__TASK ITEM__
Hunt through the lines below for the string "when" and copy each one that has it.

__MATERIAL PROVIDED__
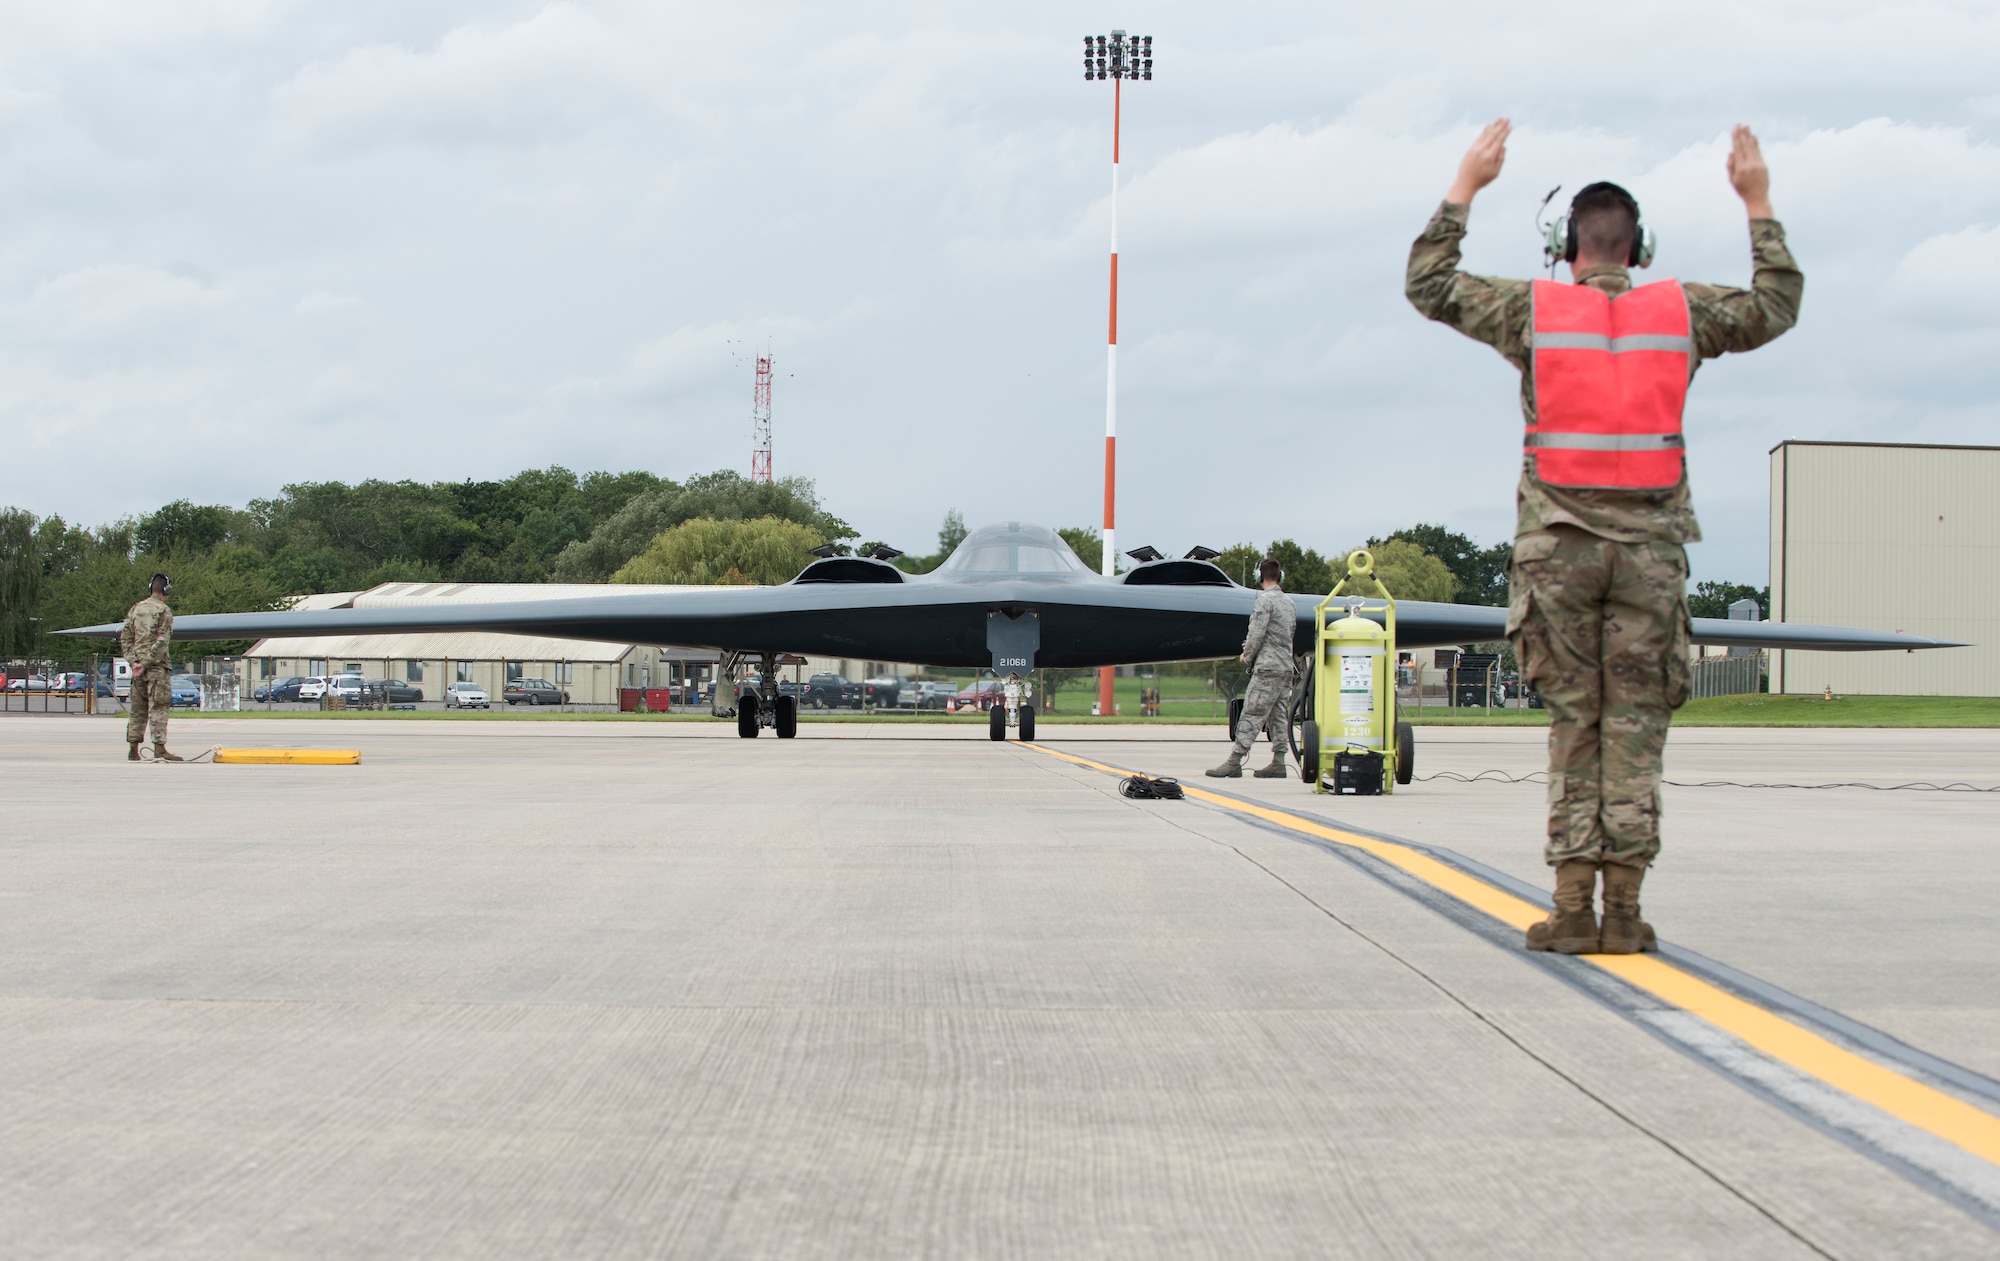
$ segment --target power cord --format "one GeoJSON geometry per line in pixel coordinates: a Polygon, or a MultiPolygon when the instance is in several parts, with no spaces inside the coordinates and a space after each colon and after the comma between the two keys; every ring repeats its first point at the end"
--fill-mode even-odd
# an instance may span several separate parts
* * *
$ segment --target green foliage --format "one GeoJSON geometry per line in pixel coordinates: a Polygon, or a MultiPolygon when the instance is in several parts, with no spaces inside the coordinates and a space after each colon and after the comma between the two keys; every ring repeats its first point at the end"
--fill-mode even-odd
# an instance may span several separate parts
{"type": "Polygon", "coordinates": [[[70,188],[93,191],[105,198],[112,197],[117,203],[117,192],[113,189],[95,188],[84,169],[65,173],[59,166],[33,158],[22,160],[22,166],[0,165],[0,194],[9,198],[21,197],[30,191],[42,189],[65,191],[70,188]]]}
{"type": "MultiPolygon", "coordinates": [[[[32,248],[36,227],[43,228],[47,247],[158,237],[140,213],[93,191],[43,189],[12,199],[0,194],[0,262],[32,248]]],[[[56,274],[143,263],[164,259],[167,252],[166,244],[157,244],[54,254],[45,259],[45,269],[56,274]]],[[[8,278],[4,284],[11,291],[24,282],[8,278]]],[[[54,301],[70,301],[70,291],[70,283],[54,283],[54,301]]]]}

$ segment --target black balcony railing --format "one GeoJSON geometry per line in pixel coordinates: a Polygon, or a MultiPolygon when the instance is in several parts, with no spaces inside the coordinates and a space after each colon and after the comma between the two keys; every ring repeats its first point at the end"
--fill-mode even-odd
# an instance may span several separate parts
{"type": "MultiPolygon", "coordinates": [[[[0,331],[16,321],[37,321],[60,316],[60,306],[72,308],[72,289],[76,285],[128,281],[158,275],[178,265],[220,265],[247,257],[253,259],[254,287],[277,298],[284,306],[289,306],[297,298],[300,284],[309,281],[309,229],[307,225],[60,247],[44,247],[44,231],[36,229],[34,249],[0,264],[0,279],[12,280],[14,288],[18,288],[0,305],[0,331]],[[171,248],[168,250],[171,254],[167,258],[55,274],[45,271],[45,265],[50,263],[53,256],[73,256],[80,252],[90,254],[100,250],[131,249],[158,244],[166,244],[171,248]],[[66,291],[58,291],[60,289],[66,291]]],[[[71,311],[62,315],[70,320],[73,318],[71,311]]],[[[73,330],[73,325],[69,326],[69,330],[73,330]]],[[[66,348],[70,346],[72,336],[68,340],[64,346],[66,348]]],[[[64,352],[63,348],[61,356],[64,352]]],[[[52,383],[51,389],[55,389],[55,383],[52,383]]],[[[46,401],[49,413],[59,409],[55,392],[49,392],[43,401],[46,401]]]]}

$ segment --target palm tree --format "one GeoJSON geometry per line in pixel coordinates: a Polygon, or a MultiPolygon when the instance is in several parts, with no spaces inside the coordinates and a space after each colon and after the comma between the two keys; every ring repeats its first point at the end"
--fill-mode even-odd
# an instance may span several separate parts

__YOUR RESPONSE__
$ segment --target power cord --format "one GeoJSON geometry per line in pixel coordinates: a Polygon, or a MultiPolygon when the instance is in several parts, with no spaces inside the coordinates and a space after each colon and after the comma between the two keys; every ring repeats its first point at the end"
$ segment --target green foliage --format "one GeoJSON geometry per line in pixel coordinates: a Polygon, or a MultiPolygon when the instance is in several parts, with no spaces inside the coordinates and a space after each colon and after the comma between the two keys; every ring repeats its first point at the end"
$ segment --target black balcony railing --format "one GeoJSON geometry per line in pixel coordinates: a Polygon, or a MultiPolygon when the instance is in several parts, with no spaces inside the coordinates and a space after each colon and after the comma between the two keys; every ring repeats its first point at the end"
$ segment --target palm tree --format "one GeoJSON geometry per line in pixel coordinates: a Polygon, or a MultiPolygon when the instance is in several parts, with no spaces inside the coordinates and a space after each colon and after the comma between the two keys; every ring repeats its first point at the end"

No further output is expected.